***** TEXT EXTRACT

# new "cichlid stones"



## maxtmill (Jan 19, 2010)

Hi All! Has anyone bought the new ceramic "cichlid stones"? I bought a few size small, & put them in one of my tanks. The fish like them. They are rather expensive, though. I plan to set up my show tank within the next week & use Tahitian Black Moon sand - very pretty, but very expensive. My only concern with the cichlid stones is that they are a marbley gray kind of color - will this look funny with the black sand? My other thought was to use flat pieces of slate to build my caves/hiding places. I have a few pieces of slate, but will have to get some more. Of course, I will silicone the pieces together. The advantage if the cichlid stones is that they look realistic but are very lightweight & don not add tons of weight to the aquarium, plus they can be stacked & do not need to be siliconed. What does everyone think? :-?


----------



## joeshmoeterp (Feb 3, 2010)

I have some and mixed them in with my regular rocks. I think they look more natural this way and still look good with black sand.


----------



## CichMomma (Mar 3, 2010)

Hi there. I have seen those cichlid stones you are referring to, although I do not own any, and they aren't bad looking at all. I don't think the stones that can be purchased in the gray color would look bad with the black sand. What color is your background going to be?

Personally, I am trying to make my tank look as natural as possible by making lots of nooks and hiding areas with the lace rock I have purchased. Don't forget that tanks are designed to hold a lot of weight!! HTH!


----------



## zazz (Apr 5, 2008)

i toyed with the idea of cichlid stones but in the end i simply dumped a whole load of river stones along the back and i think the fish appreciate that and it seems more natural.


----------



## 748johnd (Jun 30, 2007)

**********

# [REQUIREMENT 1]
In the cichlid stones thread, what sand does the first poster plan to use in the show tank?

***** RECORDS SHOWN

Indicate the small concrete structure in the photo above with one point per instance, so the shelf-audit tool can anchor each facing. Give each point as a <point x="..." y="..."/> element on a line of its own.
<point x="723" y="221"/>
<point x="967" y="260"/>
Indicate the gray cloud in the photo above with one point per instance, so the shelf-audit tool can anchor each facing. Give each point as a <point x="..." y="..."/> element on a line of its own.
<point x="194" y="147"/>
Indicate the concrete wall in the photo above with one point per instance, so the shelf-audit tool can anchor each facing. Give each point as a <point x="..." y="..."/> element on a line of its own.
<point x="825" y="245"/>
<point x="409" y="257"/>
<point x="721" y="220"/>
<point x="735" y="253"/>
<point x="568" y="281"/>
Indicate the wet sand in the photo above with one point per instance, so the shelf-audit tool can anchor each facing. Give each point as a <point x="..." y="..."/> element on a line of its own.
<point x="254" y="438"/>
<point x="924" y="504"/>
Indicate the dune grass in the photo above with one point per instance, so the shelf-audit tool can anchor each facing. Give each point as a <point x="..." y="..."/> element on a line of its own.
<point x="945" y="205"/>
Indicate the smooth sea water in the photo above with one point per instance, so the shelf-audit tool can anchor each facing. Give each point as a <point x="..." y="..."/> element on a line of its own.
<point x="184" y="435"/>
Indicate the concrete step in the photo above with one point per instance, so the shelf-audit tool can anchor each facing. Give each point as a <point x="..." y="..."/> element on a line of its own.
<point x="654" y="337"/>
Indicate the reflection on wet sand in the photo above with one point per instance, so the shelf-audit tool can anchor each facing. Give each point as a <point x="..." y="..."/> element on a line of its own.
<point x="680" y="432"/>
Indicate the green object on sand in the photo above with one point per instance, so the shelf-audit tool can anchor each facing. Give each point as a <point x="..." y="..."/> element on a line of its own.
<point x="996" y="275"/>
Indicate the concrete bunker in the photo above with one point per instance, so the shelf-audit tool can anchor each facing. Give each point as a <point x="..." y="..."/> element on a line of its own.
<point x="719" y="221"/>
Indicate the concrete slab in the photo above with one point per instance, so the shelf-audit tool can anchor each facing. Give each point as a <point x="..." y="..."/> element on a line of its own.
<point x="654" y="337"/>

**********

# [REQUIREMENT 2]
Rewrite the records from the line containing "Indicate the smooth" through the end of the records, replacing "concrete" with "stone" and changing nothing else.

# [TASK OUTPUT 1]
Tahitian Black Moon sand.

# [TASK OUTPUT 2]
Indicate the smooth sea water in the photo above with one point per instance, so the shelf-audit tool can anchor each facing. Give each point as a <point x="..." y="..."/> element on a line of its own.
<point x="184" y="435"/>
Indicate the stone step in the photo above with one point per instance, so the shelf-audit tool can anchor each facing. Give each point as a <point x="..." y="..."/> element on a line of its own.
<point x="654" y="337"/>
Indicate the reflection on wet sand in the photo above with one point per instance, so the shelf-audit tool can anchor each facing. Give each point as a <point x="..." y="..."/> element on a line of its own.
<point x="680" y="432"/>
Indicate the green object on sand in the photo above with one point per instance, so the shelf-audit tool can anchor each facing. Give each point as a <point x="..." y="..."/> element on a line of its own.
<point x="996" y="275"/>
Indicate the stone bunker in the photo above with one point per instance, so the shelf-audit tool can anchor each facing. Give each point as a <point x="..." y="..."/> element on a line of its own.
<point x="719" y="221"/>
Indicate the stone slab in the photo above with one point per instance, so the shelf-audit tool can anchor each facing. Give each point as a <point x="..." y="..."/> element on a line of its own.
<point x="654" y="337"/>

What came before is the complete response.